> _Reading passage_
--- --- ---

In other words “Pay the Bills “...


Sent from my iPhone using My Freemasonry mobile app


----------



## Brother JC (Mar 12, 2019)

That’s what we do at our stated. Anything interesting happens the next week at our Lodge of Instruction.


----------



## Warrior1256 (Mar 12, 2019)

Brother JC said:


> That’s what we do at our stated. Anything interesting happens the next week at our Lodge of Instruction.


Agreed.


----------



## Elexir (Mar 12, 2019)

Ive always found that funny that you have to hold meetings to pay the bills....


----------



## Schuetz (Mar 12, 2019)

Elexir said:


> Ive always found that funny that you have to hold meetings to pay the bills....


A few of our bills are automated and thus don't require a vote.

Q. E. L. Schuetz, M.M.
Shekinah Lodge No. 241 • IL
Murphysboro Lodge No. 498 • IL


----------



## Winter (Mar 13, 2019)

Elexir said:


> Ive always found that funny that you have to hold meetings to pay the bills....



My Lodges it is just a simple motion to pay the bills. There is never any actual discussion.  But it is required to be on the record that the Brothers assented to the expenditure.


----------



## Mark Stockdale (Mar 13, 2019)

Winter said:


> My Lodges it is just a simple motion to pay the bills. There is never any actual discussion.  But it is required to be on the record that the Brothers assented to the expenditure.



We have a separate monthly committee meeting that discusses the bills and and then passes them, the minutes of the meeting being read out in open lodge for the information of the Brethren.


----------



## Warrior1256 (Mar 13, 2019)

Elexir said:


> Ive always found that funny that you have to hold meetings to pay the bills....


True, but it has to be done in open lodge so that the Brothers are aware of where the lodge's money is going.


----------



## Winter (Mar 13, 2019)

Warrior1256 said:


> True, but it has to be done in open lodge so that the Brothers are aware of where the lodge's money is going.


Maybe the Brothers shouldn't be so nosey about where I spend their money! 

Transmitted via R5 astromech using Tapatalk Galactic


----------



## Elexir (Mar 13, 2019)

Winter said:


> My Lodges it is just a simple motion to pay the bills. There is never any actual discussion.  But it is required to be on the record that the Brothers assented to the expenditure.



Maybe its just diffrent cultures but heres its not needed.



Warrior1256 said:


> True, but it has to be done in open lodge so that the Brothers are aware of where the lodge's money is going.

--- --- ---

> _Objective 1_
Reproduce the passage of the forum thread on paying lodge bills between "We have a separate" and "Warrior1256 (Mar 13, 2019)", inclusive, with no changes.

--- --- ---

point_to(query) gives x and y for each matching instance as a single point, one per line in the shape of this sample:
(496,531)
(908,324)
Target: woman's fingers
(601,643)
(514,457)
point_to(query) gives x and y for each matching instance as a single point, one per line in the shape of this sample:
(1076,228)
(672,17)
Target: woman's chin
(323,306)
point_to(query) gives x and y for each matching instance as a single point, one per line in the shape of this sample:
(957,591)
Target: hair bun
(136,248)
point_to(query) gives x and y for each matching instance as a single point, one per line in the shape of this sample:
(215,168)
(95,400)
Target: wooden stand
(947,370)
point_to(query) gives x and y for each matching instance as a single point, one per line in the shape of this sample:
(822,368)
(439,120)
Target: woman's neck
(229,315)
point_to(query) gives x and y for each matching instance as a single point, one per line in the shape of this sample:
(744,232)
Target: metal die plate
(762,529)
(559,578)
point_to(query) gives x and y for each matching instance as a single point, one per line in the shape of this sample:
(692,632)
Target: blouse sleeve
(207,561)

--- --- ---

> _Objective 2_
Identify every line in the records that contains the word "woman", and copy each of those lines.

> _Response 1_
We have a separate monthly committee meeting that discusses the bills and and then passes them, the minutes of the meeting being read out in open lodge for the information of the Brethren.


----------



## Warrior1256 (Mar 13, 2019)

> _Response 2_
Target: woman's fingers
Target: woman's chin
Target: woman's neck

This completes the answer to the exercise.